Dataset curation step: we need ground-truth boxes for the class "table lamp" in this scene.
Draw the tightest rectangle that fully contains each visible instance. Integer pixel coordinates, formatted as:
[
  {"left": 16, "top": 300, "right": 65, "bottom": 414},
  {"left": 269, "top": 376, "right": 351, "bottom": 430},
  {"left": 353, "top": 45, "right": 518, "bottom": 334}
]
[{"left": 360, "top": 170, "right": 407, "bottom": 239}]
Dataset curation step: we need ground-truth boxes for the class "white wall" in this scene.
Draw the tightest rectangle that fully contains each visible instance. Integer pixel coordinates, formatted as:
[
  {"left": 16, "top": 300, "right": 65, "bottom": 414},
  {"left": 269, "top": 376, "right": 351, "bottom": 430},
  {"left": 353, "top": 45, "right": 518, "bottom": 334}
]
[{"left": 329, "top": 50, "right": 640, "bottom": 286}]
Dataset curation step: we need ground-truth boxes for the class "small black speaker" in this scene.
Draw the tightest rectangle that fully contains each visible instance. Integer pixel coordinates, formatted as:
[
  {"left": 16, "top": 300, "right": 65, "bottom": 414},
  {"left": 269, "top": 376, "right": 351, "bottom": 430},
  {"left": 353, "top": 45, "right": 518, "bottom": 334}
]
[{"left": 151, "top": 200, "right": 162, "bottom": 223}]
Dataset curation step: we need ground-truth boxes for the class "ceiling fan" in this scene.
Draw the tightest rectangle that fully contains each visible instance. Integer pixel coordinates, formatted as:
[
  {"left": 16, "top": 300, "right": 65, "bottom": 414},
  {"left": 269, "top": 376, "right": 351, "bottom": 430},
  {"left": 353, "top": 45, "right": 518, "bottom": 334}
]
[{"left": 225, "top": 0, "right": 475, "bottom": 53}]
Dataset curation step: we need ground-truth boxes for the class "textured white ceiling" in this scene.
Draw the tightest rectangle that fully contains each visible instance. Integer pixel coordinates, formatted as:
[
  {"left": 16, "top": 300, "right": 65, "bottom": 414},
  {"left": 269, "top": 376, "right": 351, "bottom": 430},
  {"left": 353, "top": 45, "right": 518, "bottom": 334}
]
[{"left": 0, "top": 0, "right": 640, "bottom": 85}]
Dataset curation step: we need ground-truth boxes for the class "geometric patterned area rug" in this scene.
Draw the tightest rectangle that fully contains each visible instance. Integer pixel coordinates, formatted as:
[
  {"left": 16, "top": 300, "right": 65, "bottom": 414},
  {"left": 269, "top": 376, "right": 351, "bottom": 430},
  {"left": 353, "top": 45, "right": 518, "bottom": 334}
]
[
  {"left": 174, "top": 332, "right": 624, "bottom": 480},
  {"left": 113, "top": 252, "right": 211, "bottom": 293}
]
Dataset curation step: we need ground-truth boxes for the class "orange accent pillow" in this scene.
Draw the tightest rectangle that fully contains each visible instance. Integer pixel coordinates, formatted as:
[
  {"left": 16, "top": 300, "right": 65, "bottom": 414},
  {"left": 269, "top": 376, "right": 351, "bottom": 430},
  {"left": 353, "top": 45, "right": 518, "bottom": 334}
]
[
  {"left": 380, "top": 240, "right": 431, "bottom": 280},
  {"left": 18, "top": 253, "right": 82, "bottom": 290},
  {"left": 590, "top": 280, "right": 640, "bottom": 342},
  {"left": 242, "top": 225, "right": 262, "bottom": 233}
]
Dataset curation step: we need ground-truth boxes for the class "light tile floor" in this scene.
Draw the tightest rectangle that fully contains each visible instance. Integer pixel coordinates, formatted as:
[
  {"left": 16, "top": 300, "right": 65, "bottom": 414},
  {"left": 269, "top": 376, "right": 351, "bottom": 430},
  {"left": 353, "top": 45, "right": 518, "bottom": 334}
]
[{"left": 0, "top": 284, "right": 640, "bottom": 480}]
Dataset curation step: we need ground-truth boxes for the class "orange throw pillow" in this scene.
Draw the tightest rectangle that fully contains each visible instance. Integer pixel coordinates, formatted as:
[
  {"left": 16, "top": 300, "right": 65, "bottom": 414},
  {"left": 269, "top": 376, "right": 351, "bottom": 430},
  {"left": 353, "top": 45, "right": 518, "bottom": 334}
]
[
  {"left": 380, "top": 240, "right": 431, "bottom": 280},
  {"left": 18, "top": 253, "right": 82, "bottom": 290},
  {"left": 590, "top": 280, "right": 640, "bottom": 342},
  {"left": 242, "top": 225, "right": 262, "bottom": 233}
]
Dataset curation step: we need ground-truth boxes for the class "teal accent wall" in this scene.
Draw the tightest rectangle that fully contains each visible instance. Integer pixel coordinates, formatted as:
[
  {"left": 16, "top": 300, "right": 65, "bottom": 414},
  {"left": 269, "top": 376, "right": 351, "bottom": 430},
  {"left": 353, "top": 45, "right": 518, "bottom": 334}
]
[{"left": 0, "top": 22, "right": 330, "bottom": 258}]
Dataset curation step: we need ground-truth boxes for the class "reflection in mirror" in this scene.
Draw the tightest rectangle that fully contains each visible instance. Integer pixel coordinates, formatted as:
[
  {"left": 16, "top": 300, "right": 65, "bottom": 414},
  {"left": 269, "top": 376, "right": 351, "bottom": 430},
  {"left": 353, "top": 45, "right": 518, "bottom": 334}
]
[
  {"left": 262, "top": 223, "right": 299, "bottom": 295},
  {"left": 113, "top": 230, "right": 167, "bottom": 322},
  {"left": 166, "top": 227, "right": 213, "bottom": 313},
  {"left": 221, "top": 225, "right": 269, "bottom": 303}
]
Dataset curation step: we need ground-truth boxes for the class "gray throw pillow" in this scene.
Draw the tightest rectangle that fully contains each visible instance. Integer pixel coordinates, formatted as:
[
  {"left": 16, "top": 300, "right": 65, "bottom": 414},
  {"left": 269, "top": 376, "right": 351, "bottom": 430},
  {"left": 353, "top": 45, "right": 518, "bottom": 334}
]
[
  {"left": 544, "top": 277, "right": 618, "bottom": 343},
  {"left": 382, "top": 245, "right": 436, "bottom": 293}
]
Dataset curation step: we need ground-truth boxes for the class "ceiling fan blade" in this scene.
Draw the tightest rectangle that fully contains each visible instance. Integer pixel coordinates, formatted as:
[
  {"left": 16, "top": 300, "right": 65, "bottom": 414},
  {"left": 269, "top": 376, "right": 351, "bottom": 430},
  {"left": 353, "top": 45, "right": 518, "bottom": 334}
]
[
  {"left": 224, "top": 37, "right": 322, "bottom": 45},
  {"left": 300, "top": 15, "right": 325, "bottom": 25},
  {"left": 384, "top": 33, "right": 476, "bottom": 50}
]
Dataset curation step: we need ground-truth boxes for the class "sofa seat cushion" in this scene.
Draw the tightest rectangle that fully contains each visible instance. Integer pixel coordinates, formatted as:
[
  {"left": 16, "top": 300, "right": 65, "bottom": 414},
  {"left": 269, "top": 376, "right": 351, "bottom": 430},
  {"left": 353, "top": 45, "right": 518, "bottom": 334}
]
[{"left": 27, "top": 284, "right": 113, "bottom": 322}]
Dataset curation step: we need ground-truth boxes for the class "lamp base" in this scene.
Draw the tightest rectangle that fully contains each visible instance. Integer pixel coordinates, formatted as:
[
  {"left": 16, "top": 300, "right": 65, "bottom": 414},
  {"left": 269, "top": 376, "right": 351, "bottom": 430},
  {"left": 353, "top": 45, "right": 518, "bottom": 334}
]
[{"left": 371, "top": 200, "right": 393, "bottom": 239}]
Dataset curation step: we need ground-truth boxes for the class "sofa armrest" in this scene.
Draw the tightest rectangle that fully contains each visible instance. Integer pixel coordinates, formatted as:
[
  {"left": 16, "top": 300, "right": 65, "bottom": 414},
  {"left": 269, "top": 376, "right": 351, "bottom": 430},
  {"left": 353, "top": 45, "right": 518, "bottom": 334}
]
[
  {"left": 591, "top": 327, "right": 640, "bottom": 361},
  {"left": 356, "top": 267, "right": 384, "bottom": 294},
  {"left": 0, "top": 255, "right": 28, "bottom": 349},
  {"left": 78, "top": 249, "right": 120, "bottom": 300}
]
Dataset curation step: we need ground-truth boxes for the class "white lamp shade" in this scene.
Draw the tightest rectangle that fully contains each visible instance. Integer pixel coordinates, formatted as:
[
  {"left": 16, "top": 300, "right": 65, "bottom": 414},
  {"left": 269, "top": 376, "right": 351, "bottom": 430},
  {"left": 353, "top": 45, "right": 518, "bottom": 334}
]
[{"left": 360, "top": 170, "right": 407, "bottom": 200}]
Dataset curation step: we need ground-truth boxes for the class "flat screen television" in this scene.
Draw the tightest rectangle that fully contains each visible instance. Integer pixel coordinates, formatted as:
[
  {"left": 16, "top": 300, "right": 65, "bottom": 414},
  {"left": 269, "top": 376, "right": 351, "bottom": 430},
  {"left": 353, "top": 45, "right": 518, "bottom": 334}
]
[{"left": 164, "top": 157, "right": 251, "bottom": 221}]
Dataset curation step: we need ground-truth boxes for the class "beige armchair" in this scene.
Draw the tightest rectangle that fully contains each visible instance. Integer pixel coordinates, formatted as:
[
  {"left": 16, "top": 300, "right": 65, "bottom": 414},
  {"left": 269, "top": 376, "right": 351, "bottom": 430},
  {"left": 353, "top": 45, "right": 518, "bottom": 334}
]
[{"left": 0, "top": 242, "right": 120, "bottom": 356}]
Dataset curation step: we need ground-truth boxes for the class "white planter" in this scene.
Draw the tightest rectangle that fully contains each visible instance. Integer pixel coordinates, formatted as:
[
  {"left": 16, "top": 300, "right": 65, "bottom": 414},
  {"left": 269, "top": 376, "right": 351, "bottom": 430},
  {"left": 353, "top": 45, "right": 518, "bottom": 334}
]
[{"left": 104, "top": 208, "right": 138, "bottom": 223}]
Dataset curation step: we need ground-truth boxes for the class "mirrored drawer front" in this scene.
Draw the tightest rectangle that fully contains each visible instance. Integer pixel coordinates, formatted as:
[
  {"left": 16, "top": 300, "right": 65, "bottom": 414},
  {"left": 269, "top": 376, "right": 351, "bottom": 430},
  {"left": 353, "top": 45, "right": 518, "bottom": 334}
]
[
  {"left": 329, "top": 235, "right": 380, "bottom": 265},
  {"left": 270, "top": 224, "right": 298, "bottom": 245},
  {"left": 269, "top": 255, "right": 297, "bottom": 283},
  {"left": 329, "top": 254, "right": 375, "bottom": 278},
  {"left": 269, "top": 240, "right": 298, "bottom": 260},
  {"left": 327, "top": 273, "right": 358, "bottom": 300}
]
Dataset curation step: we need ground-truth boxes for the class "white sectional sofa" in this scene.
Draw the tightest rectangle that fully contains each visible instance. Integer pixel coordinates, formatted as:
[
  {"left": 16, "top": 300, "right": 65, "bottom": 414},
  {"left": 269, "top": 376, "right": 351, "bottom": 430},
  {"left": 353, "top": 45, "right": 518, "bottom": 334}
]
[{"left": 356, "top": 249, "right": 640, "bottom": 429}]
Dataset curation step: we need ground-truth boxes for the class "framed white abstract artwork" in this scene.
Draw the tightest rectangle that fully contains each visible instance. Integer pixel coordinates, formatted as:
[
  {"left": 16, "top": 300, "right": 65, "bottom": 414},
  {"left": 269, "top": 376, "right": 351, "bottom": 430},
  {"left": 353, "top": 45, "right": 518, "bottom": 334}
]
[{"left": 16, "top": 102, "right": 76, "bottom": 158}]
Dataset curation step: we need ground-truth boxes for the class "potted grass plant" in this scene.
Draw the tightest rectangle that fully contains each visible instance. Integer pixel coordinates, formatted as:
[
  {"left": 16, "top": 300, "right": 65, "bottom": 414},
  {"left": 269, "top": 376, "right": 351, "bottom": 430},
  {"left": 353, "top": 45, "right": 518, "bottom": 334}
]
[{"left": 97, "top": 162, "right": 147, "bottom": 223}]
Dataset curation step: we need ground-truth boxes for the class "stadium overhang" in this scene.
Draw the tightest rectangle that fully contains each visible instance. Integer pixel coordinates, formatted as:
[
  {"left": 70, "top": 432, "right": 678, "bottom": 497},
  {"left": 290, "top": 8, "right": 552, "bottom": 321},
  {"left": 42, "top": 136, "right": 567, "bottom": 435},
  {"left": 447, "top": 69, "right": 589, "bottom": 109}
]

Do this:
Pick out every line above that contains the string "throw" and copy each one unchanged. Case matters, so a line whose only match is capitalized differently does not count.

Finished answer:
Dataset curation step: we need ground-truth boxes for the class "orange throw pillow" in this scene.
Dataset curation step: we need ground-truth boxes for the class "gray throw pillow" in this scene.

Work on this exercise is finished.